## Consignes
1. Reproduisez à l'identique le passage du texte sur le libéralisme qui va de « Rien de plus » jusqu'à « toutes choses ? » inclus.
2. Poursuivez le texte sur le libéralisme à partir de sa dernière phrase.

Rien de plus logique de nos
jours que ce dénouement (provisoire ?) : nous vivons des temps de
libéralisme ; qu’importent la morale, le code civil, la vie des couples et
des familles, s’ils sont autant d’obstacles à un juteux marché, m’argent à
gagner devant être la mesure de toutes choses ?
On tient souvent à
distinguer, au moins en France, libéralisme économique, libéralisme des mœurs et
libéralisme politique. Or ils font un excellent ménage (à trois), usant
toujours contre leurs adversaires du même discours gentillet : vous êtes
des bigots, des tartufes, des ennemis de la liberté ; vous êtes pleins de
fiel et de haine ; vous êtes des réacs (ou des communistes, au choix,
selon le penchant du gentil libéral qui s’apprête à détruire ce qui vous paraît
précieux).
Les libéraux les plus
extrêmes et les plus conséquents, s’ils sont à court d’arguments, se réfèreront
à la Révolution française et à la fameuse maxime de Saint-Just : « pas
de liberté pour les ennemis de la liberté »[vi]. C’est
par exemple le cas avec l’adoption « définitive » de la loi sur le « délit
d’entrave à l’IVG »[vii].

## Extrait des données
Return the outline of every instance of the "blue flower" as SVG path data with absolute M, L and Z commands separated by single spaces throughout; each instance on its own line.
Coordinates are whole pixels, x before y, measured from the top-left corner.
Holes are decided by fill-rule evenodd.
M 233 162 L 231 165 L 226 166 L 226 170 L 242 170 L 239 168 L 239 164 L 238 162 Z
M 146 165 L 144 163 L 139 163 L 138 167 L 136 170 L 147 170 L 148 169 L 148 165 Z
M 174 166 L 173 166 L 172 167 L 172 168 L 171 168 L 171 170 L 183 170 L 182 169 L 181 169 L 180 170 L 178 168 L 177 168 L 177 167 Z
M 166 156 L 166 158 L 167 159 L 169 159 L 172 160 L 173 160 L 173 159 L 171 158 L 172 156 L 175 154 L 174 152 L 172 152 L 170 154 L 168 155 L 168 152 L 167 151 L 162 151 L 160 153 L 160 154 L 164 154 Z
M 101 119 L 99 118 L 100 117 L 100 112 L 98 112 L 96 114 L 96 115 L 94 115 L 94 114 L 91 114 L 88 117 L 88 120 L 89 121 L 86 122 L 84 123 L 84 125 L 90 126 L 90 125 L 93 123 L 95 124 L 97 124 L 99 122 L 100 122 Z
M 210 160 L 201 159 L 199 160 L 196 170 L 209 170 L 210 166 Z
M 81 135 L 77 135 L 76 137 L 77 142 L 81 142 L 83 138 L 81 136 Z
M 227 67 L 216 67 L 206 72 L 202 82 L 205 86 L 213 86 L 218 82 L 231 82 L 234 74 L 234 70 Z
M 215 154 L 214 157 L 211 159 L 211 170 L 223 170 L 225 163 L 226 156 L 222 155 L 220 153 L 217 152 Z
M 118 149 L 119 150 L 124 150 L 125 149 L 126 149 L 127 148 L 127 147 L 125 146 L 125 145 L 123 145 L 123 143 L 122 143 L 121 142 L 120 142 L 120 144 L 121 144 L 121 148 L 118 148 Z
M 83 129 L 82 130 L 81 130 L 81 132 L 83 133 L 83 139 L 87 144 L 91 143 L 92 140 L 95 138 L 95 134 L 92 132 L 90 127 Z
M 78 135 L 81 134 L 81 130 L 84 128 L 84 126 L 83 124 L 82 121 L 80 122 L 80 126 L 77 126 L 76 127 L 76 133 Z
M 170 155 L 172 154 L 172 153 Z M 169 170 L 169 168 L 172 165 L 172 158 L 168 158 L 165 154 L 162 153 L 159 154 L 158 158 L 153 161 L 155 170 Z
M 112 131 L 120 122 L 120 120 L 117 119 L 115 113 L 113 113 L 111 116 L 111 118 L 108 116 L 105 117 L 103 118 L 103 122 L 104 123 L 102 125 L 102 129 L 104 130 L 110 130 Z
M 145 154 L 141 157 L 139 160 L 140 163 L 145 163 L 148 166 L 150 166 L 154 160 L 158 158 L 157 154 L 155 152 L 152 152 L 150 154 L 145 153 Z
* * *
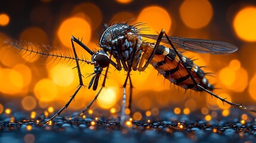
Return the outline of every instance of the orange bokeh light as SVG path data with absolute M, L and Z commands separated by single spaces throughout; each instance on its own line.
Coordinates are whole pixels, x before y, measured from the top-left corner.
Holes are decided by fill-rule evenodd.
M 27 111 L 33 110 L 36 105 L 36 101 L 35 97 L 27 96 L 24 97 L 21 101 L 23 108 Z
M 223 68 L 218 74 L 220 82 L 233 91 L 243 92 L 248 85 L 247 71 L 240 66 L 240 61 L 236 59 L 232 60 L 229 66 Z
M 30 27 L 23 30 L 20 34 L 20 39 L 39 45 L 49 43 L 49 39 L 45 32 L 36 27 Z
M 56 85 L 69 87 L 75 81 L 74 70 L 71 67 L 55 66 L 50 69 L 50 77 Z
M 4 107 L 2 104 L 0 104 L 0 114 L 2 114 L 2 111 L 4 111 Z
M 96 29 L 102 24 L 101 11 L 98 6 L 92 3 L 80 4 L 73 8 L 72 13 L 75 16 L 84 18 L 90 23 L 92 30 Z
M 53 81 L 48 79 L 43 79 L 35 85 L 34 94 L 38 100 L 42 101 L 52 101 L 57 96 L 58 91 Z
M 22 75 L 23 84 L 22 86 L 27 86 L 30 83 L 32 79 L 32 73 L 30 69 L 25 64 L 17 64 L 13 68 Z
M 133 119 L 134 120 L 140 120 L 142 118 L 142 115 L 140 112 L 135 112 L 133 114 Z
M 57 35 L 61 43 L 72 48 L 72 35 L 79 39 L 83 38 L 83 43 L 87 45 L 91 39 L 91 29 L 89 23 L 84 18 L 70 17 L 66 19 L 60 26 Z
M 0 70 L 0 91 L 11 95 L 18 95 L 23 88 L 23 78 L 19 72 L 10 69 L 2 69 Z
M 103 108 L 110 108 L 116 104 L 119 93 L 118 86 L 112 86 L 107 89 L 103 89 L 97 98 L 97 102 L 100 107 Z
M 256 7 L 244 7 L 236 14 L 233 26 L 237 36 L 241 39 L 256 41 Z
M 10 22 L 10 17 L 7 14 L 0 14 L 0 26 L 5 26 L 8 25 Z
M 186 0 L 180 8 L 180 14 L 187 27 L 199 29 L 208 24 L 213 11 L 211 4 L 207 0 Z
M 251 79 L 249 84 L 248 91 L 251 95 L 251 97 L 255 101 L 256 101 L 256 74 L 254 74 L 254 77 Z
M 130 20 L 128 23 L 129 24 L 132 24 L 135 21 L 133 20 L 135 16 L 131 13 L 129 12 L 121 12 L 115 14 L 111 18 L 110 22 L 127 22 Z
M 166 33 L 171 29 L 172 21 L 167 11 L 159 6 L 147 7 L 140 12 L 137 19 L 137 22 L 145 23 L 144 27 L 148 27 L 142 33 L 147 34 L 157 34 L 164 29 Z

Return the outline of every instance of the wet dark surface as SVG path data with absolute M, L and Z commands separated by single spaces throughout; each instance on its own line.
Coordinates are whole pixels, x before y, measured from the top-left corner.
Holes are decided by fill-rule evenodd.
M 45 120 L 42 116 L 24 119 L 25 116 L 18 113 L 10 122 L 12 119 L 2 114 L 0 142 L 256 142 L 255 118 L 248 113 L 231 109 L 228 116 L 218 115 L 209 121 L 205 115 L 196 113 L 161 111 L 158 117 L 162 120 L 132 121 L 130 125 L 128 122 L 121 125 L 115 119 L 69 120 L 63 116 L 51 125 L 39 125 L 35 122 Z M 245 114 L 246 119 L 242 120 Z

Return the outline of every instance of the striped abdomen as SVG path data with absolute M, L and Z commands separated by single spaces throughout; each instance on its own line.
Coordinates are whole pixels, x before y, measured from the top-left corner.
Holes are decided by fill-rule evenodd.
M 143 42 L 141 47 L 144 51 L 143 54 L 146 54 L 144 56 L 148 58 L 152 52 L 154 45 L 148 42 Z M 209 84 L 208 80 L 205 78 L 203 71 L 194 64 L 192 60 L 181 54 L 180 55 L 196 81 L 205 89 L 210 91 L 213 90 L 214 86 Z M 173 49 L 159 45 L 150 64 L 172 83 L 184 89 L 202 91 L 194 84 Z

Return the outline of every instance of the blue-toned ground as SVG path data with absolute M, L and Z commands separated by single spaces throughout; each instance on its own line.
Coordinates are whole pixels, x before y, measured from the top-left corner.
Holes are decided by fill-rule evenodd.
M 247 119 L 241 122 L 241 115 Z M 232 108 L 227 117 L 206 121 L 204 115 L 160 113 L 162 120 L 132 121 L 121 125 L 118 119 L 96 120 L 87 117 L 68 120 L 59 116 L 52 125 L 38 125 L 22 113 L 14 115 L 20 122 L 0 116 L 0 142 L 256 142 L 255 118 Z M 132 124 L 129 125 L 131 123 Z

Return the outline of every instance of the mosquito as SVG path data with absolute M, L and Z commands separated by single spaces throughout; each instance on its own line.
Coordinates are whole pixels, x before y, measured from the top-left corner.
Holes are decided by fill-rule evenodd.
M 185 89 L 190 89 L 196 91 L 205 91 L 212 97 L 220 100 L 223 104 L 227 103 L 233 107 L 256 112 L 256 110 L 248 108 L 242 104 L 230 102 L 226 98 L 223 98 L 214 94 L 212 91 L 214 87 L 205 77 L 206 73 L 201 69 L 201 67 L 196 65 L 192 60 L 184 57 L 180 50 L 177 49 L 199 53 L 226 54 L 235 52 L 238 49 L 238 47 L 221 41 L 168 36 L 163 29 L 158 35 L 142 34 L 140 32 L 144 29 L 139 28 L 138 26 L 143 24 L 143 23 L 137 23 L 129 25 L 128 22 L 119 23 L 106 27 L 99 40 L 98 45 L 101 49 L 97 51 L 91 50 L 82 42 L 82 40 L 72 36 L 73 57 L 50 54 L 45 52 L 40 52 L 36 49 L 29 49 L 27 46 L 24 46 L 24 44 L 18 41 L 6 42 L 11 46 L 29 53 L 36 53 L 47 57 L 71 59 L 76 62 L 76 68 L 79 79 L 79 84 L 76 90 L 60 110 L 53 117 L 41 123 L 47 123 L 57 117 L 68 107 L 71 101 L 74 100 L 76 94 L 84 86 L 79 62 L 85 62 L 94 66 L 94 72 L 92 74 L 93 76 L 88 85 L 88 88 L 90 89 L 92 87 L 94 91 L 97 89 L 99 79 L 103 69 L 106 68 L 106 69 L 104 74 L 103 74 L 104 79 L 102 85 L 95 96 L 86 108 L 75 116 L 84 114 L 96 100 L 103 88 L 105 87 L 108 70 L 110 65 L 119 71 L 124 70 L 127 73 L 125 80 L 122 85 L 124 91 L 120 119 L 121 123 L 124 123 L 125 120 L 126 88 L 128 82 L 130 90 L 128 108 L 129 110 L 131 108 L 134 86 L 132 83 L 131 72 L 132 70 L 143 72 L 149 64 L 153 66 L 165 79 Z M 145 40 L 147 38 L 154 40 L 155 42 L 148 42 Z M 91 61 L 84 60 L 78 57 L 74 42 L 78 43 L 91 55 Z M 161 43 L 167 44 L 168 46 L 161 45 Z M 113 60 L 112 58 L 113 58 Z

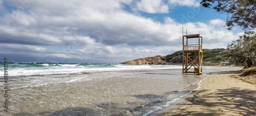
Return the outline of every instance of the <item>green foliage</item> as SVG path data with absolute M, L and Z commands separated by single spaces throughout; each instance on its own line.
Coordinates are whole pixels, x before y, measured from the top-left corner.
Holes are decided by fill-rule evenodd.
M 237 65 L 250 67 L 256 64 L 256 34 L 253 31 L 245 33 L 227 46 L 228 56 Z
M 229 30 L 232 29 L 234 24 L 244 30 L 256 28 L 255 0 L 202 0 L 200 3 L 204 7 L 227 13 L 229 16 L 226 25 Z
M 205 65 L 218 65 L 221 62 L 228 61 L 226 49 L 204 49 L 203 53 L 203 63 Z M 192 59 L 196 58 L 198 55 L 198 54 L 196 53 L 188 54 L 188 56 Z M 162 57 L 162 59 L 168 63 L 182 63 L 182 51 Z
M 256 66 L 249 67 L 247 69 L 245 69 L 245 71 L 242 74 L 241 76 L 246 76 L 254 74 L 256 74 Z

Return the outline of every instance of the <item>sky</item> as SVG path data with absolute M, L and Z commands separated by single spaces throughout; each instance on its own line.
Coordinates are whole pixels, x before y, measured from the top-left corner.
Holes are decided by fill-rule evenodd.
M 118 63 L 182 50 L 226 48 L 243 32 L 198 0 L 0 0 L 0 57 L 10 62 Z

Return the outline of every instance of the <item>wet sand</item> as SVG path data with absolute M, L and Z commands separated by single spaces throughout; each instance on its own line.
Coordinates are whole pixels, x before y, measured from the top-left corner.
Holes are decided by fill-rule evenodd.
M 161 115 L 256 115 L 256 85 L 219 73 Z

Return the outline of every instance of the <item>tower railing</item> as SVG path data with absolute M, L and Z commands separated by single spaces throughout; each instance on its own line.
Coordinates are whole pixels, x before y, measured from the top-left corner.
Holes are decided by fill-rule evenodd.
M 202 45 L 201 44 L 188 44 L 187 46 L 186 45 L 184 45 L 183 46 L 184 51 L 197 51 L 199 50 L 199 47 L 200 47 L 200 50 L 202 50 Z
...
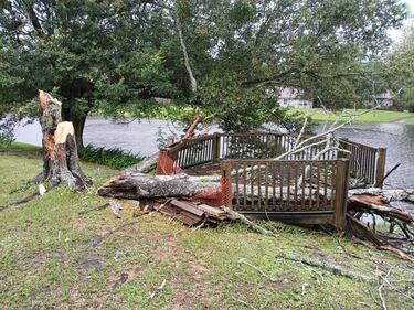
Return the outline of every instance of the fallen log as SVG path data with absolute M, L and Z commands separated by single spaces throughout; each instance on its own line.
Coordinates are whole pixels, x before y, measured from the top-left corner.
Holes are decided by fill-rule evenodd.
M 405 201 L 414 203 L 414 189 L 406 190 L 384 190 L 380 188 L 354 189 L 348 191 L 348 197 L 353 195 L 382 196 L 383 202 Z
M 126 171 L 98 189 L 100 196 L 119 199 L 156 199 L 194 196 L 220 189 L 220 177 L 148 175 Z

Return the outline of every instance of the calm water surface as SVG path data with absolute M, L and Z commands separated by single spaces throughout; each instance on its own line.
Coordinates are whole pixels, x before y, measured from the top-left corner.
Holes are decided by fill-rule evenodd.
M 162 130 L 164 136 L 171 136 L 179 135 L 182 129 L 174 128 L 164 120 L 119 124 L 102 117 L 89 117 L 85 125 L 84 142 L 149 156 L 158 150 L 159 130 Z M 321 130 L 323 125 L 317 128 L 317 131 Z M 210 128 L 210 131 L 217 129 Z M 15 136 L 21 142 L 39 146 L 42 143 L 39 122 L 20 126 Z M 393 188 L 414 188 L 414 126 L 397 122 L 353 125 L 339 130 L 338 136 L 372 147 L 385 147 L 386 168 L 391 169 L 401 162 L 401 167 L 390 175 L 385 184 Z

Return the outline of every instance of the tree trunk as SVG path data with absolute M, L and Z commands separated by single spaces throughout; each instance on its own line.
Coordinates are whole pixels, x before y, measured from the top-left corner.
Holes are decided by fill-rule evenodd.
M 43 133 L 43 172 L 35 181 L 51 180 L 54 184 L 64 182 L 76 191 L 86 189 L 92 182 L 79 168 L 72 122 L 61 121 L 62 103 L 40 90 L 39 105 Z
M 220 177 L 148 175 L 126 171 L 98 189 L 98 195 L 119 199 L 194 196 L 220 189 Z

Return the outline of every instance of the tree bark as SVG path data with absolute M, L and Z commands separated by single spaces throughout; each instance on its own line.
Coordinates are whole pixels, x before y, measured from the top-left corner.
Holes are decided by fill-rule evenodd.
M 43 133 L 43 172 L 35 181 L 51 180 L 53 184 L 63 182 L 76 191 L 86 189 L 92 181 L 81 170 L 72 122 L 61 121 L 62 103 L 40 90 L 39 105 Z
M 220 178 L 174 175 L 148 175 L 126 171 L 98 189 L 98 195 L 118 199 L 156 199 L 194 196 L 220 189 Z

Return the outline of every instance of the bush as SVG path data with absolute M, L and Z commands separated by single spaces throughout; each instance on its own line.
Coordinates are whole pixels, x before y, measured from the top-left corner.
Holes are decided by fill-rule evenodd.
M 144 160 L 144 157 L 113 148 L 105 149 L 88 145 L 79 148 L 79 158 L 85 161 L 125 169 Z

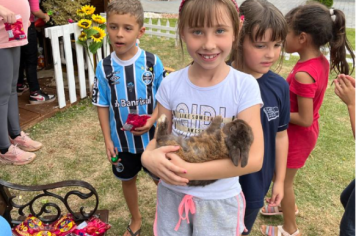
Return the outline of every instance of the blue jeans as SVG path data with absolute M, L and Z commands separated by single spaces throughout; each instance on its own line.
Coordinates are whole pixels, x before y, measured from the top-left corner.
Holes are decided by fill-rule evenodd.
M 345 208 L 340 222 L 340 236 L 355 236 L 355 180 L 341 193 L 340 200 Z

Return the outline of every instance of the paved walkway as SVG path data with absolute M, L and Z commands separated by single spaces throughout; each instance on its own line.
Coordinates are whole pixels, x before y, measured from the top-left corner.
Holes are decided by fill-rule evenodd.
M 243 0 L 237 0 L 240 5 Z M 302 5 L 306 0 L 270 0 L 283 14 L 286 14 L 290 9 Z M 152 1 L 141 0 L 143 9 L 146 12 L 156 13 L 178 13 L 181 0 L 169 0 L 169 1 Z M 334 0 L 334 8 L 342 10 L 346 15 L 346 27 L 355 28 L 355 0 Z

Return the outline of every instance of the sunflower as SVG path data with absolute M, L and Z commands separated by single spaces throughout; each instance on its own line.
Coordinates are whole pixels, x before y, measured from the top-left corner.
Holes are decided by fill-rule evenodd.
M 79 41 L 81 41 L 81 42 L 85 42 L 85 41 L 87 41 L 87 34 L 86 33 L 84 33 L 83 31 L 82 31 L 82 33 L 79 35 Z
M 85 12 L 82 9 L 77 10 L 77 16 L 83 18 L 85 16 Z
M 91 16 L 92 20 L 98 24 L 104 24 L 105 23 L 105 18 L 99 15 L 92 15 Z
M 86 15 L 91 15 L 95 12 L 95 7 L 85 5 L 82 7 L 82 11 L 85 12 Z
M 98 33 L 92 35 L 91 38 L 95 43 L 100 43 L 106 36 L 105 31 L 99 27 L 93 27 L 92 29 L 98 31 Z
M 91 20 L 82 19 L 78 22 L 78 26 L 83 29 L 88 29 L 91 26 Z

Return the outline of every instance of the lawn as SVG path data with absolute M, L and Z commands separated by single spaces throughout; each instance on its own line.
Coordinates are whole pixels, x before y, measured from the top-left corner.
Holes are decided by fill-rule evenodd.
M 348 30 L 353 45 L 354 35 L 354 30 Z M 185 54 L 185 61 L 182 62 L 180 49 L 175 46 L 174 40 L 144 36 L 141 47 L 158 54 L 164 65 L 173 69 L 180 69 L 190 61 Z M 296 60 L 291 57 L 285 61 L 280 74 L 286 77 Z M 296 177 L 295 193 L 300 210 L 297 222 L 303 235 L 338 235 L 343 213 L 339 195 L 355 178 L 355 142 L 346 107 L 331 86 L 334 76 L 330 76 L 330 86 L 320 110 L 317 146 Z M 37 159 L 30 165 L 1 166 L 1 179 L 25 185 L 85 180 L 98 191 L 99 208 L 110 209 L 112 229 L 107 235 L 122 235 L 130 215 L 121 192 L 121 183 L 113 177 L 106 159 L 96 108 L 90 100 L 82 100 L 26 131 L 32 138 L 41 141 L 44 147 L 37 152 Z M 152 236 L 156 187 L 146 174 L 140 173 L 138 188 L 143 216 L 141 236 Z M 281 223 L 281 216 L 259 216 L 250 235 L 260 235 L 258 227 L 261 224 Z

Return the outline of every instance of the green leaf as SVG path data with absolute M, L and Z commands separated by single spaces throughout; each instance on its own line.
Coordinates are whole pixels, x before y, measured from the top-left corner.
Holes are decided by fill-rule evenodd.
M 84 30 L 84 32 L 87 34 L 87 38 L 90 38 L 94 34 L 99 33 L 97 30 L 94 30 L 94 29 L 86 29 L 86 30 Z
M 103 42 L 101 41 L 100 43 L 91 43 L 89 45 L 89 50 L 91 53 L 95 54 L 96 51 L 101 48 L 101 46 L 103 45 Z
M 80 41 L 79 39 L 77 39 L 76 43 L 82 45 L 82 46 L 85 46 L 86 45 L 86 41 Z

## Résultats finaux
1.
Rien de plus logique de nos
jours que ce dénouement (provisoire ?) : nous vivons des temps de
libéralisme ; qu’importent la morale, le code civil, la vie des couples et
des familles, s’ils sont autant d’obstacles à un juteux marché, m’argent à
gagner devant être la mesure de toutes choses ?

2.
Tout cela se tient, en
somme. Je préfère être un bigot.
[i] De la Meuse au Memel, de l’Adige…
Il fut un temps où les Allemands avaient les idées un peu trop larges au goût
de leurs voisins…
[ii] Mt 5, 17-37.
[iii] Voir ici.
[iv] Je n’éprouve cependant
aucun ressentiment envers le monsieur qui me tendit ce tract. Après tout, ce
tract proclame « Enfin une télévision qui vous ressemble » :
avec mon imperméable kaki, mes souliers anglais à doubles semelles, mes cheveux
courts, mon air hébété et rougeaud, il se peut que j’aie été pris pour un
amateur potentiel…
[vi] Cette phrase fait
toujours un peu trembler les plus raisonnables (c’est-à-dire les plus
trouillards) des bourgeois libéraux. Ils savent bien que « la liberté »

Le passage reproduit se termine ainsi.